■ **Set exercise 1**:
Answer these questions about the mailing list message:
(a) On what date and at what time was it sent?
(b) Which lists is it filed under?
(c) Which function does Hitoshi Harada ask about?

■ **Document**:
>> START
Re: wip: functions median and percentile

From: Hitoshi Harada <umi(dot)tanuki(at)gmail(dot)com>
To: Tom Lane <tgl(at)sss(dot)pgh(dot)pa(dot)us>
Cc: Pavel Stehule <pavel(dot)stehule(at)gmail(dot)com>, David Fetter <david(at)fetter(dot)org>, PostgreSQL Hackers <pgsql-hackers(at)postgresql(dot)org>
Subject: Re: wip: functions median and percentile
Date: 2010-10-01 15:00:35
Message-ID: AANLkTi=fkJo59xfHYqe530O1Bdv0n01FQ8cuxAgOJxOt@mail.gmail.com
Views: Raw Message | Whole Thread | Download mbox | Resend email
Thread:
Lists: pgsql-hackers pgsql-rrreviewers

2010/10/1 Tom Lane <tgl(at)sss(dot)pgh(dot)pa(dot)us>:
> Hitoshi Harada <umi(dot)tanuki(at)gmail(dot)com> writes:
>> 2010/10/1 Tom Lane <tgl(at)sss(dot)pgh(dot)pa(dot)us>:
>>> If this patch tries to force the entire sort to happen in memory,
>>> it is not committable.
>
>> What about array_agg()? Doesn't it exceed memory even if the huge data come in?
>> END
■ **Set exercise 2**: Rewrite part of the listing as a JSON list of strings, one string per line and no blank lines. Start with the line that contains "Give the outline of every instance of the distant" and go on through the end of the listing, and leave the pictures out.

■ **Raw records**:
>> START
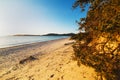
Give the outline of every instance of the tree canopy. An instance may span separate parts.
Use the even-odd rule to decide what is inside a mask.
[[[107,80],[119,80],[120,0],[76,0],[73,8],[84,11],[86,5],[90,5],[87,16],[78,22],[85,32],[75,37],[75,57]]]

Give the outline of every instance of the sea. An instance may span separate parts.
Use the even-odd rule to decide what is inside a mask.
[[[2,36],[0,37],[0,48],[18,46],[23,44],[30,44],[36,42],[44,42],[49,40],[56,40],[68,38],[70,36]]]

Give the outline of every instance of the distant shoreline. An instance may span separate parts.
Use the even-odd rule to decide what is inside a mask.
[[[16,34],[13,36],[73,36],[75,33],[65,33],[65,34],[58,34],[58,33],[48,33],[43,35],[32,35],[32,34]]]

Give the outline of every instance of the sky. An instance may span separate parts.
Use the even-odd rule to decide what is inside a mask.
[[[0,0],[0,36],[76,33],[76,20],[86,16],[75,0]]]

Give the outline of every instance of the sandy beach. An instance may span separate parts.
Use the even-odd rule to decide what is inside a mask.
[[[93,68],[73,60],[71,42],[65,38],[0,49],[0,80],[95,80]]]

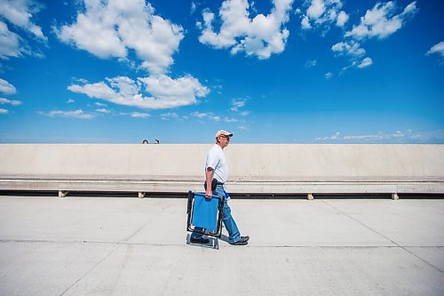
>> END
■ **Exercise answer 1**:
(a) 2010-10-01 15:00:35
(b) pgsql-hackers and pgsql-rrreviewers
(c) array_agg()

■ **Exercise answer 2**:
[
  "Give the outline of every instance of the distant shoreline. An instance may span separate parts.",
  "Use the even-odd rule to decide what is inside a mask.",
  "[[[16,34],[13,36],[73,36],[75,33],[65,33],[65,34],[58,34],[58,33],[48,33],[43,35],[32,35],[32,34]]]",
  "Give the outline of every instance of the sky. An instance may span separate parts.",
  "Use the even-odd rule to decide what is inside a mask.",
  "[[[0,0],[0,36],[76,33],[76,20],[86,16],[75,0]]]",
  "Give the outline of every instance of the sandy beach. An instance may span separate parts.",
  "Use the even-odd rule to decide what is inside a mask.",
  "[[[93,68],[73,60],[71,42],[65,38],[0,49],[0,80],[95,80]]]"
]